**What to work on**
Copy all of the items below, replacing "pick out" with "locate" wherever it occurs and leaving everything else unchanged.

---------------

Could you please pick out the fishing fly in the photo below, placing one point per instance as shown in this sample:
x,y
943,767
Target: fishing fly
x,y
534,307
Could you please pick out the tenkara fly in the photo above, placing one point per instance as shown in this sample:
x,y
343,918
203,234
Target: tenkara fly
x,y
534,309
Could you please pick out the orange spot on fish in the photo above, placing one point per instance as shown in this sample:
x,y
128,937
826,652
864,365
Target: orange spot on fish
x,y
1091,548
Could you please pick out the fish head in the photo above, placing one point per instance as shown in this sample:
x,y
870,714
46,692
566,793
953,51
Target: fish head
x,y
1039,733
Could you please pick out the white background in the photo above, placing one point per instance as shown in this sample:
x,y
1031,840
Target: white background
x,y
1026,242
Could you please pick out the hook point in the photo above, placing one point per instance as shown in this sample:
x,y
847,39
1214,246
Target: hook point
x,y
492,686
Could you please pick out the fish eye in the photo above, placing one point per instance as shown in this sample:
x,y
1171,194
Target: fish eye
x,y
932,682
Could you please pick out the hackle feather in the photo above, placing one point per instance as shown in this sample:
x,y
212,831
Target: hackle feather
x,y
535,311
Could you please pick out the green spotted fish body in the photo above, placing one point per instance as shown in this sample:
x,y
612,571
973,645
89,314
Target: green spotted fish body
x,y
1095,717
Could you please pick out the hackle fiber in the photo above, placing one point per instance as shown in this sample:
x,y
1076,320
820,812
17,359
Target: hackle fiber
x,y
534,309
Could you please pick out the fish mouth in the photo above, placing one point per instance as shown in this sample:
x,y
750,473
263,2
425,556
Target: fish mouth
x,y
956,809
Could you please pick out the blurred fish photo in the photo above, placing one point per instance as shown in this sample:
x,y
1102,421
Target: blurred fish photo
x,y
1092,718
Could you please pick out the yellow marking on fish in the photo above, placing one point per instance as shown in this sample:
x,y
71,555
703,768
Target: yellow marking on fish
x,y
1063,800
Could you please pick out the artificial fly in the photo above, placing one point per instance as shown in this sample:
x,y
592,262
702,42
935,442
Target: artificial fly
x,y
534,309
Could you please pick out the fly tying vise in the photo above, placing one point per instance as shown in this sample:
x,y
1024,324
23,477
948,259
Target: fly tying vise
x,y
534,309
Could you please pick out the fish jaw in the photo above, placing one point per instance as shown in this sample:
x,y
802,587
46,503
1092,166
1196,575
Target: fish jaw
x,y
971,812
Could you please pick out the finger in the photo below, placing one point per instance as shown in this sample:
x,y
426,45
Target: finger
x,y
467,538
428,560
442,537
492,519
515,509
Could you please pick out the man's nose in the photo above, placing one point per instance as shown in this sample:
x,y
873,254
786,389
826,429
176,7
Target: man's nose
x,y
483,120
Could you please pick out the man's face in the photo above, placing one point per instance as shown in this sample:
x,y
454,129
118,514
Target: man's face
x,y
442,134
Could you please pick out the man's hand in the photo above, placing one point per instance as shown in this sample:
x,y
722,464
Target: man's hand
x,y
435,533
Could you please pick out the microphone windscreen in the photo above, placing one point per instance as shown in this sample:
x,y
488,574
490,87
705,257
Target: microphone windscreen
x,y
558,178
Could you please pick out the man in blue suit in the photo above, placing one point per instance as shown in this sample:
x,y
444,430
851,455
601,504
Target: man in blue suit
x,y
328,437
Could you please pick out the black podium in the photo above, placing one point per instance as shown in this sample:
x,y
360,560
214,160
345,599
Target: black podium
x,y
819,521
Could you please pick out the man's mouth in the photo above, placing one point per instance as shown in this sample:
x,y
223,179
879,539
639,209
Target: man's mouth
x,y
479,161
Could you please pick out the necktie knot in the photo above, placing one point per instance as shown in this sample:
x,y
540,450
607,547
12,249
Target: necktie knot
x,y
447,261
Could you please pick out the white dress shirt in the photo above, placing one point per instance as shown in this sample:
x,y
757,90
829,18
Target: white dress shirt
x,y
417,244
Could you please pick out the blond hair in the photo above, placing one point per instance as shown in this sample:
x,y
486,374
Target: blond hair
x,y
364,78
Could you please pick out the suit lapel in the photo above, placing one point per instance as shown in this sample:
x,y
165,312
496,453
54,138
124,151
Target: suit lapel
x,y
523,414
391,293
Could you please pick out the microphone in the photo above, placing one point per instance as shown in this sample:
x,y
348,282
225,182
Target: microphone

---------------

**Written response**
Could you please locate the fishing fly in the photo below, placing one point per instance as shown in this sample:
x,y
943,767
Target: fishing fly
x,y
534,307
Could you please locate the tenkara fly in the photo above, placing one point per instance as shown in this sample:
x,y
343,918
203,234
Target: tenkara fly
x,y
534,309
Could you please locate the orange spot on fish in the photo above, placing one point per instance as shown in this sample:
x,y
128,937
826,652
864,365
Target: orange spot on fish
x,y
1091,548
Could you please locate the fish head in the photo above, placing one point per instance as shown in this sample:
x,y
870,714
46,692
566,793
953,51
Target: fish head
x,y
1039,733
Could you please locate the white background in the photo above, placing one point per instance as shown in this sample:
x,y
1031,840
Target: white background
x,y
1026,242
Could you please locate the hook point in the photo above, placing one point per instance as shown in this sample:
x,y
847,39
1214,246
Target: hook point
x,y
492,686
Could you please locate the fish eye in the photo above, placing one point per instance as shown in this sample:
x,y
1171,194
Target: fish eye
x,y
932,682
Could you please locate the hackle feather in the photo above, placing one point per instance as shown in this sample:
x,y
212,831
Target: hackle feather
x,y
535,311
Could you please locate the green spotted fish body in the photo above, placing one point per instance as shown in this sample:
x,y
612,571
973,645
89,314
Target: green spotted fish body
x,y
1095,717
Could you please locate the hackle fiber in the photo above, placing one point per instance as shown in this sample:
x,y
1076,320
820,812
17,359
Target: hackle fiber
x,y
534,309
Could you please locate the fish mouth in the photo above, placing one point per instance as shown in this sample:
x,y
750,473
263,2
425,556
Target: fish mouth
x,y
956,809
Could you please locate the blurred fish photo in the photo above, placing one point per instance as shown in this sample:
x,y
1102,421
Target: blurred fish photo
x,y
1092,718
Could you please locate the yellow marking on fish in the photo above, placing one point per instance as shown in this sample:
x,y
71,555
703,768
Target: yellow marking on fish
x,y
1063,800
Could you please locate the artificial fly in the photo above, placing one point per instance as shown in this sample:
x,y
592,262
702,42
935,442
Target: artificial fly
x,y
534,309
Could you please locate the fly tying vise in the photo above, placing one point per instance as shown in this sample:
x,y
1024,324
23,477
948,259
Target: fly tying vise
x,y
534,309
Could you please locate the fish jaw in the photo above, placing one point per instance as shown in this sample:
x,y
802,587
46,503
1092,166
1196,575
Target: fish jaw
x,y
971,812
Could you please locate the finger in the photo below, placing one point per instance as shown in this sample:
x,y
426,45
Target: finger
x,y
467,538
428,560
442,537
492,519
515,509
Could you please locate the man's nose in the photo above, placing one point per instance as shown in this sample:
x,y
873,254
786,389
826,429
176,7
Target: man's nose
x,y
483,120
Could you please locate the man's face in the photo above, placing one point per instance as shown in this sample:
x,y
454,129
118,514
Target: man's face
x,y
442,134
Could you please locate the man's hand in the photo above, placing one point per instance as shown in this sample:
x,y
722,464
Target: man's hand
x,y
435,533
Could you please locate the microphone windscreen in the photo above, placing one point per instance as shown in this sample:
x,y
488,574
490,87
705,257
Target: microphone windscreen
x,y
558,178
Could you please locate the man in blue suit in the photo above, placing one point per instance as shown in this sample:
x,y
444,430
851,455
601,504
Target: man in blue suit
x,y
328,437
Could you please locate the black podium in the photo above, placing one point per instance as shown in this sample:
x,y
360,560
214,160
345,599
Target: black podium
x,y
819,521
Could you please locate the man's mouth in the photo above, placing one point per instance as shown in this sample:
x,y
223,179
879,539
639,209
Target: man's mouth
x,y
479,161
Could you please locate the necktie knot in the photo above, placing one point per instance as shown in this sample:
x,y
540,450
607,547
12,249
Target: necktie knot
x,y
447,261
Could you please locate the white dress shirt in the photo above, placing one point per instance as shown in this sample:
x,y
757,90
829,18
Target: white dress shirt
x,y
417,244
Could you please locate the blond hair in the photo above, placing one point per instance as shown in this sample:
x,y
486,374
Target: blond hair
x,y
364,78
Could you please locate the suit lapel in the photo above, placing one point per instance as shown in this sample:
x,y
165,312
496,453
54,138
124,151
Target: suit lapel
x,y
523,414
391,293
Could you please locate the microphone in the photo above, placing one point per instance as shown in this sample:
x,y
348,282
225,182
Target: microphone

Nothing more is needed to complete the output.